■ **Given request**
Render the following material as a JSON list of strings, one string per line, skipping blank lines and leaving out the pictures.

##########

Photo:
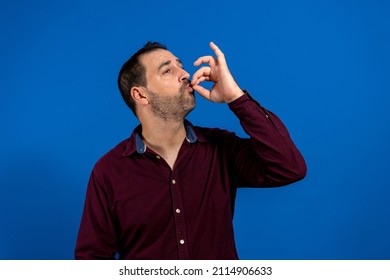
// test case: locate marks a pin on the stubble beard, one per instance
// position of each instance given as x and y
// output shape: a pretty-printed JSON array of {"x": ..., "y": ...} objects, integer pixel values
[{"x": 172, "y": 108}]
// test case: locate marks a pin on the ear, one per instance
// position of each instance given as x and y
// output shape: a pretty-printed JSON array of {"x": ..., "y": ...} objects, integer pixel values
[{"x": 139, "y": 94}]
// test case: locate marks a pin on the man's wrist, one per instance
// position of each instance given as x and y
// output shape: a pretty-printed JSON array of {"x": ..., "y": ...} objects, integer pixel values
[{"x": 236, "y": 96}]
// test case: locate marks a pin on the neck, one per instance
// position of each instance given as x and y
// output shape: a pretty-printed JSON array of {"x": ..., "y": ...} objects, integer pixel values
[{"x": 164, "y": 137}]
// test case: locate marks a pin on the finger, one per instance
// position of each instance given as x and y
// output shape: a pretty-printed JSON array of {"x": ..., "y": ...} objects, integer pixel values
[
  {"x": 202, "y": 91},
  {"x": 203, "y": 71},
  {"x": 220, "y": 55},
  {"x": 208, "y": 59},
  {"x": 201, "y": 79}
]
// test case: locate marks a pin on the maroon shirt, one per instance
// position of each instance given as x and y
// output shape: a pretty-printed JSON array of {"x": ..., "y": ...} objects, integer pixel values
[{"x": 138, "y": 208}]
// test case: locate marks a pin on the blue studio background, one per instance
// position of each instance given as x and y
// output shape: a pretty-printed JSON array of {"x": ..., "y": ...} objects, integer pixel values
[{"x": 321, "y": 66}]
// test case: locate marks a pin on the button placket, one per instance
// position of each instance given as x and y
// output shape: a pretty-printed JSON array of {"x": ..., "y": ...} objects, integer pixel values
[{"x": 177, "y": 203}]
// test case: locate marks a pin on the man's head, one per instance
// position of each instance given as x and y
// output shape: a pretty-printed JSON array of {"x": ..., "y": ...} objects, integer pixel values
[{"x": 153, "y": 77}]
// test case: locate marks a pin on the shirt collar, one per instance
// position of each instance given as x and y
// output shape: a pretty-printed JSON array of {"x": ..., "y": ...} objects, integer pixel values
[{"x": 135, "y": 143}]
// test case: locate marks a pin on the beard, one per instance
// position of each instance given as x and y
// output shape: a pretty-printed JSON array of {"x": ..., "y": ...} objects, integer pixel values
[{"x": 172, "y": 108}]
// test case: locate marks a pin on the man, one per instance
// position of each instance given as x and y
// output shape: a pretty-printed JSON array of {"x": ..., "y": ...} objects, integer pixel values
[{"x": 168, "y": 191}]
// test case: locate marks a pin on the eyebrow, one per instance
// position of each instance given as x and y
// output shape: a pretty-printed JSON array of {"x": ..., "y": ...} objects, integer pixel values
[{"x": 165, "y": 63}]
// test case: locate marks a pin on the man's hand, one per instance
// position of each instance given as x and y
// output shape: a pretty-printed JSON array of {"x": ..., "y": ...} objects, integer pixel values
[{"x": 225, "y": 89}]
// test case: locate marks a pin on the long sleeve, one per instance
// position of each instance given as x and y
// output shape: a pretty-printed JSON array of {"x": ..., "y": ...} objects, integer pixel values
[
  {"x": 96, "y": 238},
  {"x": 269, "y": 158}
]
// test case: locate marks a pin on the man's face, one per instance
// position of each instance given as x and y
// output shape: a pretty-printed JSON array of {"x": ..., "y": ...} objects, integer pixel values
[{"x": 169, "y": 91}]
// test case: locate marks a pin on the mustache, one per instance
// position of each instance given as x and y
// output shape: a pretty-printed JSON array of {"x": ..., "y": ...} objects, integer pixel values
[{"x": 184, "y": 85}]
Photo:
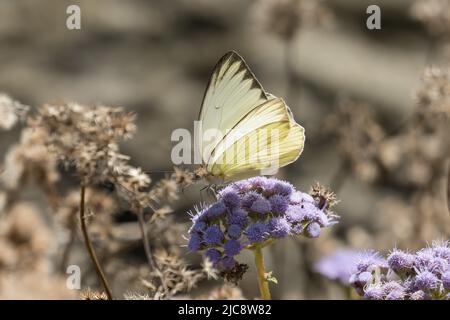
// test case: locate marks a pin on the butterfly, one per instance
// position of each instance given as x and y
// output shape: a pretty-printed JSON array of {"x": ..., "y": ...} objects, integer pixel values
[{"x": 244, "y": 130}]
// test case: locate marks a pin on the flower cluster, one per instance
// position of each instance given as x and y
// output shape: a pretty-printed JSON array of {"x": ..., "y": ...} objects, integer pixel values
[
  {"x": 338, "y": 266},
  {"x": 404, "y": 275},
  {"x": 254, "y": 212}
]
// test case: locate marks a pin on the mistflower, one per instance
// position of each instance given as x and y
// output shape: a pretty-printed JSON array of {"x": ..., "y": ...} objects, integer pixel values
[
  {"x": 411, "y": 276},
  {"x": 257, "y": 232},
  {"x": 251, "y": 214},
  {"x": 11, "y": 111},
  {"x": 400, "y": 261}
]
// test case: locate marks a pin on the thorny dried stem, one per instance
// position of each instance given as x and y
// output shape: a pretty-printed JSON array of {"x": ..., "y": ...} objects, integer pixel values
[
  {"x": 145, "y": 240},
  {"x": 90, "y": 247}
]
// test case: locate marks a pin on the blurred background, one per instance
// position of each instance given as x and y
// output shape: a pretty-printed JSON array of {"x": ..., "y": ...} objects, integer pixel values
[{"x": 360, "y": 95}]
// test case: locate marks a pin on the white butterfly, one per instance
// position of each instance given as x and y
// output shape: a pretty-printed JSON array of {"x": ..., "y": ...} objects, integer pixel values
[{"x": 244, "y": 130}]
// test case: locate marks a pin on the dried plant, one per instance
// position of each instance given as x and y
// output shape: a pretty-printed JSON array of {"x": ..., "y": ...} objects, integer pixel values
[{"x": 11, "y": 111}]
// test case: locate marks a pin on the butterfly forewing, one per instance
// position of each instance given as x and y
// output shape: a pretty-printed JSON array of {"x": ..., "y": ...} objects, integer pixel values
[{"x": 232, "y": 92}]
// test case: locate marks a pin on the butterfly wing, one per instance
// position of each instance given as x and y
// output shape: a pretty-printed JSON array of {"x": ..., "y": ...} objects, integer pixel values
[
  {"x": 266, "y": 138},
  {"x": 232, "y": 92}
]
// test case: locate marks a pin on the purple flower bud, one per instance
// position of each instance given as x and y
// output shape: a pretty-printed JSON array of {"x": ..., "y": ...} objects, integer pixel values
[
  {"x": 249, "y": 198},
  {"x": 446, "y": 279},
  {"x": 442, "y": 250},
  {"x": 239, "y": 217},
  {"x": 294, "y": 213},
  {"x": 297, "y": 229},
  {"x": 261, "y": 205},
  {"x": 279, "y": 204},
  {"x": 216, "y": 210},
  {"x": 312, "y": 230},
  {"x": 419, "y": 295},
  {"x": 232, "y": 247},
  {"x": 257, "y": 232},
  {"x": 198, "y": 226},
  {"x": 400, "y": 261},
  {"x": 425, "y": 280},
  {"x": 228, "y": 263},
  {"x": 213, "y": 255},
  {"x": 213, "y": 235},
  {"x": 364, "y": 278},
  {"x": 278, "y": 227},
  {"x": 195, "y": 242},
  {"x": 282, "y": 188},
  {"x": 234, "y": 231},
  {"x": 395, "y": 295},
  {"x": 230, "y": 197},
  {"x": 374, "y": 293}
]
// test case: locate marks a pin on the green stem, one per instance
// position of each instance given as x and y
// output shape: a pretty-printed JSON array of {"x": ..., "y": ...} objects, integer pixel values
[{"x": 261, "y": 273}]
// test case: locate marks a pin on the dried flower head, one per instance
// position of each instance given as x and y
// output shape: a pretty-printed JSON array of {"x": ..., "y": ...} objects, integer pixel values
[
  {"x": 285, "y": 17},
  {"x": 434, "y": 14},
  {"x": 434, "y": 95}
]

##########

■ **Response below**
[
  "Photo:",
  "// test case: locate marks a pin on the stubble beard, one per instance",
  "// position of each instance given as x and y",
  "// output shape: a pretty-printed JSON array of {\"x\": ..., \"y\": ...} objects, integer pixel values",
  "[{\"x\": 172, \"y\": 108}]",
  "// test case: locate marks a pin on the ear, one per instance",
  "// position of each instance given as x and y",
  "// output shape: a pretty-printed JSON array of {\"x\": ..., \"y\": ...} objects, integer pixel values",
  "[{\"x\": 139, \"y\": 94}]",
  "// test case: locate marks a pin on the man's wrist, one per instance",
  "// position of each instance given as x and y",
  "// output shape: a pretty-printed JSON array of {\"x\": ..., \"y\": ...} objects, integer pixel values",
  "[{\"x\": 236, \"y\": 96}]",
  "// test case: locate marks a pin on the neck, one per instance",
  "// position of each instance given as x and y",
  "// output shape: a pretty-printed JSON array of {\"x\": ..., \"y\": ...} objects, integer pixel values",
  "[{\"x\": 164, \"y\": 137}]",
  "// test case: locate marks a pin on the finger, one per instance",
  "// position of each instance given as x and y",
  "// output shape: a pretty-printed JSON array of {\"x\": ..., \"y\": ...} objects, integer pixel values",
  "[",
  "  {\"x\": 202, \"y\": 91},",
  "  {\"x\": 203, \"y\": 71},",
  "  {\"x\": 220, \"y\": 55},",
  "  {\"x\": 208, \"y\": 59},",
  "  {\"x\": 201, \"y\": 79}",
  "]",
  "// test case: locate marks a pin on the maroon shirt, one per instance",
  "// position of each instance given as x and y",
  "// output shape: a pretty-printed JSON array of {\"x\": ..., \"y\": ...} objects, integer pixel values",
  "[{\"x\": 138, \"y\": 208}]",
  "// test case: locate marks a pin on the blue studio background, one per instance",
  "// position of each instance given as x and y",
  "// output shape: a pretty-printed JSON array of {\"x\": ..., \"y\": ...} objects, integer pixel values",
  "[{\"x\": 321, \"y\": 66}]",
  "// test case: locate marks a pin on the button placket, one per instance",
  "// position of each instance given as x and y",
  "// output shape: a pretty-printed JSON array of {\"x\": ..., \"y\": ...} objects, integer pixel values",
  "[{\"x\": 177, \"y\": 203}]",
  "// test case: locate marks a pin on the man's head, one per instance",
  "// position of each instance given as x and y",
  "// output shape: a pretty-printed JSON array of {\"x\": ..., \"y\": ...} objects, integer pixel values",
  "[{\"x\": 153, \"y\": 77}]",
  "// test case: locate marks a pin on the shirt collar, one per instance",
  "// position of each instance given as x and y",
  "// output shape: a pretty-printed JSON array of {\"x\": ..., \"y\": ...} objects, integer pixel values",
  "[{\"x\": 135, \"y\": 143}]",
  "// test case: locate marks a pin on the beard, one per instance",
  "// position of each instance given as x and y",
  "// output shape: a pretty-printed JSON array of {\"x\": ..., \"y\": ...} objects, integer pixel values",
  "[{\"x\": 172, \"y\": 108}]",
  "// test case: locate marks a pin on the man, one per instance",
  "// position of each instance given as x and y",
  "// output shape: a pretty-printed JSON array of {\"x\": ..., \"y\": ...} objects, integer pixel values",
  "[{\"x\": 168, \"y\": 191}]",
  "// test case: locate marks a pin on the eyebrow, one per instance",
  "// position of each instance given as x and y",
  "// output shape: a pretty-printed JSON array of {\"x\": ..., \"y\": ...} objects, integer pixel values",
  "[{\"x\": 165, \"y\": 63}]",
  "// test case: locate marks a pin on the man's hand, one per instance",
  "// position of each instance given as x and y",
  "// output shape: a pretty-printed JSON array of {\"x\": ..., \"y\": ...} objects, integer pixel values",
  "[{\"x\": 225, \"y\": 89}]",
  "// test case: locate marks a pin on the long sleeve, one per instance",
  "// position of each instance given as x and y",
  "// output shape: a pretty-printed JSON array of {\"x\": ..., \"y\": ...} objects, integer pixel values",
  "[",
  "  {\"x\": 96, \"y\": 238},",
  "  {\"x\": 269, \"y\": 158}",
  "]",
  "// test case: locate marks a pin on the man's face, one per instance",
  "// position of each instance given as x and y",
  "// output shape: a pretty-printed JSON array of {\"x\": ..., \"y\": ...} objects, integer pixel values",
  "[{\"x\": 169, \"y\": 91}]",
  "// test case: locate marks a pin on the mustache, one per instance",
  "// position of each instance given as x and y",
  "// output shape: a pretty-printed JSON array of {\"x\": ..., \"y\": ...} objects, integer pixel values",
  "[{\"x\": 184, \"y\": 85}]",
  "Photo:",
  "// test case: locate marks a pin on the butterfly, one per instance",
  "// position of each instance given as x and y",
  "// output shape: a pretty-printed JSON array of {\"x\": ..., \"y\": ...} objects, integer pixel values",
  "[{\"x\": 244, \"y\": 130}]",
  "// test case: locate marks a pin on the flower cluster, one per instance",
  "// position of each instance given as x and y",
  "// output shape: a pretty-printed JSON array of {\"x\": ..., \"y\": ...} objects, integer pixel values",
  "[",
  "  {\"x\": 338, \"y\": 266},",
  "  {\"x\": 404, \"y\": 275},",
  "  {\"x\": 254, \"y\": 212}",
  "]",
  "// test case: locate marks a pin on the mistflower, one per instance",
  "// position of each instance given as x and y",
  "// output shape: a pretty-printed JSON array of {\"x\": ..., \"y\": ...} objects, integer pixel values",
  "[",
  "  {\"x\": 411, \"y\": 276},",
  "  {\"x\": 257, \"y\": 232},",
  "  {\"x\": 251, \"y\": 214},",
  "  {\"x\": 11, \"y\": 111},",
  "  {\"x\": 400, \"y\": 261}",
  "]",
  "// test case: locate marks a pin on the thorny dried stem, one per instance",
  "// position of each instance given as x and y",
  "// output shape: a pretty-printed JSON array of {\"x\": ..., \"y\": ...} objects, integer pixel values",
  "[",
  "  {\"x\": 145, \"y\": 240},",
  "  {\"x\": 90, \"y\": 247}",
  "]",
  "// test case: locate marks a pin on the blurred background, one per instance",
  "// position of each instance given as x and y",
  "// output shape: a pretty-printed JSON array of {\"x\": ..., \"y\": ...} objects, integer pixel values",
  "[{\"x\": 360, \"y\": 95}]",
  "// test case: locate marks a pin on the white butterfly, one per instance",
  "// position of each instance given as x and y",
  "// output shape: a pretty-printed JSON array of {\"x\": ..., \"y\": ...} objects, integer pixel values",
  "[{\"x\": 244, \"y\": 130}]",
  "// test case: locate marks a pin on the dried plant, one per instance",
  "// position of each instance given as x and y",
  "// output shape: a pretty-printed JSON array of {\"x\": ..., \"y\": ...} objects, integer pixel values",
  "[{\"x\": 11, \"y\": 111}]",
  "// test case: locate marks a pin on the butterfly forewing, one per instance",
  "// position of each instance given as x and y",
  "// output shape: a pretty-printed JSON array of {\"x\": ..., \"y\": ...} objects, integer pixel values",
  "[{\"x\": 232, \"y\": 92}]",
  "// test case: locate marks a pin on the butterfly wing, one per instance",
  "// position of each instance given as x and y",
  "// output shape: a pretty-printed JSON array of {\"x\": ..., \"y\": ...} objects, integer pixel values",
  "[",
  "  {\"x\": 266, \"y\": 138},",
  "  {\"x\": 232, \"y\": 92}",
  "]",
  "// test case: locate marks a pin on the purple flower bud, one per instance",
  "// position of each instance given as x and y",
  "// output shape: a pretty-printed JSON array of {\"x\": ..., \"y\": ...} objects, integer pixel values",
  "[",
  "  {\"x\": 249, \"y\": 198},",
  "  {\"x\": 446, \"y\": 279},",
  "  {\"x\": 442, \"y\": 250},",
  "  {\"x\": 239, \"y\": 217},",
  "  {\"x\": 294, \"y\": 213},",
  "  {\"x\": 297, \"y\": 229},",
  "  {\"x\": 261, \"y\": 205},",
  "  {\"x\": 279, \"y\": 204},",
  "  {\"x\": 216, \"y\": 210},",
  "  {\"x\": 312, \"y\": 230},",
  "  {\"x\": 419, \"y\": 295},",
  "  {\"x\": 232, \"y\": 247},",
  "  {\"x\": 257, \"y\": 232},",
  "  {\"x\": 198, \"y\": 226},",
  "  {\"x\": 400, \"y\": 261},",
  "  {\"x\": 425, \"y\": 280},",
  "  {\"x\": 228, \"y\": 263},",
  "  {\"x\": 213, \"y\": 255},",
  "  {\"x\": 213, \"y\": 235},",
  "  {\"x\": 364, \"y\": 278},",
  "  {\"x\": 278, \"y\": 227},",
  "  {\"x\": 195, \"y\": 242},",
  "  {\"x\": 282, \"y\": 188},",
  "  {\"x\": 234, \"y\": 231},",
  "  {\"x\": 395, \"y\": 295},",
  "  {\"x\": 230, \"y\": 197},",
  "  {\"x\": 374, \"y\": 293}",
  "]",
  "// test case: locate marks a pin on the green stem, one per instance",
  "// position of each instance given as x and y",
  "// output shape: a pretty-printed JSON array of {\"x\": ..., \"y\": ...} objects, integer pixel values",
  "[{\"x\": 261, \"y\": 273}]",
  "// test case: locate marks a pin on the dried flower head, one per instance",
  "// position of each instance given as x and y",
  "// output shape: a pretty-printed JSON array of {\"x\": ..., \"y\": ...} objects, integer pixel values",
  "[",
  "  {\"x\": 285, \"y\": 17},",
  "  {\"x\": 434, \"y\": 14},",
  "  {\"x\": 434, \"y\": 95}",
  "]"
]